§ EXCERPTED PASSAGE:

# something is wrong with my tumbler.



## FENERLI (Jun 2, 2008)

hi, for the past 2 days my bird looks abnormal. the tail is down and the back where the bone meets tail is up. is the bird sick??? can i get some help.. thanks.

ps, he looks weak and doesnt want to do much. but when i open the loft door to check up on them he starts making mating noises.


----------



## Pidgey (May 20, 2005)

Sounds that way--it's usually a symptom of abdominal pain. We sometimes call that "lobster tail". Do you keep any medications? Where, basically, are you in case we've got resources in your area?

Pidgey


----------



## TAWhatley (Mar 6, 2001)

Are you positive this is a cock bird? If there is a chance that it is a hen, it may be egg bound or getting ready to lay an egg.

Terry


----------



## FENERLI (Jun 2, 2008)

*reply*

pidgey ----> what medication do i need. ???

TAWhatley ----> i do have second thoughts about if its a hen or cock. but when ever i open the loft door to check up on them it makes noises ...

thanks


----------



## Pidgey (May 20, 2005)

Well, I don't know that you need any medications, I'm just asking if you have any. It just helps to know what all directions a person can jump if necessary. Can you post a picture of the bird?

Pidgey


----------

§ WORK ORDER A: In the forum thread about the tumbler, what does Pidgey say the described tail posture is usually a symptom of?
§ WORK ORDER B: Repeat the forum thread about the tumbler word for word from "Sounds that way--it's" to "(Mar 6, 2001)".
The items have nothing to do with the forum thread about the tumbler.

§ EXCERPTED RECORDS:
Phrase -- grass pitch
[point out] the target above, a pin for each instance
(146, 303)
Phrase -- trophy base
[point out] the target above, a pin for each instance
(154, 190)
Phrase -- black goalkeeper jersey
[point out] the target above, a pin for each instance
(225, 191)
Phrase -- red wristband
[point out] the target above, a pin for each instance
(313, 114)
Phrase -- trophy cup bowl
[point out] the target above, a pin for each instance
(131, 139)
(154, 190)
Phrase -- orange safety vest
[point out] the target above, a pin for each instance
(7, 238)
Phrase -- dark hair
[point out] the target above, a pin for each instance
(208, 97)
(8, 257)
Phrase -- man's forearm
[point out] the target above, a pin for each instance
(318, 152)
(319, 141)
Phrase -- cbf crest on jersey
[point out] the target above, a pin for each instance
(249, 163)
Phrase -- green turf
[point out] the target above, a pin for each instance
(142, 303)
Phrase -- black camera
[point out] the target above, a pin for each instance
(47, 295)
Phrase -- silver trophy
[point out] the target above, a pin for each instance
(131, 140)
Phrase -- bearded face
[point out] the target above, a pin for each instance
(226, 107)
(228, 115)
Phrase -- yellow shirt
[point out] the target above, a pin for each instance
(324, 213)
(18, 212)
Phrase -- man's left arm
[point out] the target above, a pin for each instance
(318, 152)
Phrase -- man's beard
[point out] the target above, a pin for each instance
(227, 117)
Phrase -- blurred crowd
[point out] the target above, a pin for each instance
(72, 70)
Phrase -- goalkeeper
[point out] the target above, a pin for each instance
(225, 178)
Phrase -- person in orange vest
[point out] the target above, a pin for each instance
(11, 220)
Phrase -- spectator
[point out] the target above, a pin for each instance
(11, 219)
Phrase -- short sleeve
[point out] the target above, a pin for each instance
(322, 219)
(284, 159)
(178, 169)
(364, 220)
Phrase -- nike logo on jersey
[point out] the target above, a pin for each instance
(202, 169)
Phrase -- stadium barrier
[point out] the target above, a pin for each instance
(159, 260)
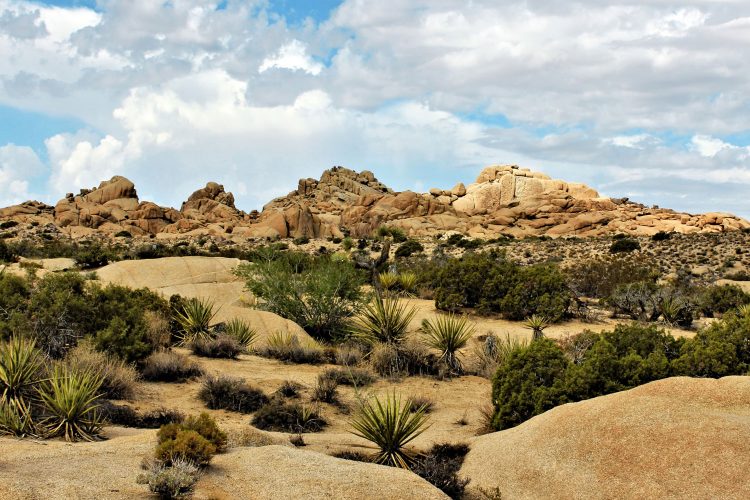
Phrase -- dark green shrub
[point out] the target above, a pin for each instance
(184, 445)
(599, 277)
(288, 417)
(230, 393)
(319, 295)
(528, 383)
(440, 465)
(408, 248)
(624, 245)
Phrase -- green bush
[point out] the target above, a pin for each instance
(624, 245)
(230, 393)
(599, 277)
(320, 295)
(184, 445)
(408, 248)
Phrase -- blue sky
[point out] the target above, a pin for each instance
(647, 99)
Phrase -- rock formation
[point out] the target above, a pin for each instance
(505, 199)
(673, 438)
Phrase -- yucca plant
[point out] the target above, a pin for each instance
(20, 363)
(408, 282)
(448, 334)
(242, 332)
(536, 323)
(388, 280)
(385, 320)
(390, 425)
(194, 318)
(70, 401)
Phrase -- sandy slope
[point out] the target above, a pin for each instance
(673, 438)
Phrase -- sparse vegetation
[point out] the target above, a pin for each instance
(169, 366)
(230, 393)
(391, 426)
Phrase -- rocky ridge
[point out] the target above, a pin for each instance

§ TASK SOLUTION A: Abdominal pain.

§ TASK SOLUTION B:
Sounds that way--it's usually a symptom of abdominal pain. We sometimes call that "lobster tail". Do you keep any medications? Where, basically, are you in case we've got resources in your area?

Pidgey


----------



## TAWhatley (Mar 6, 2001)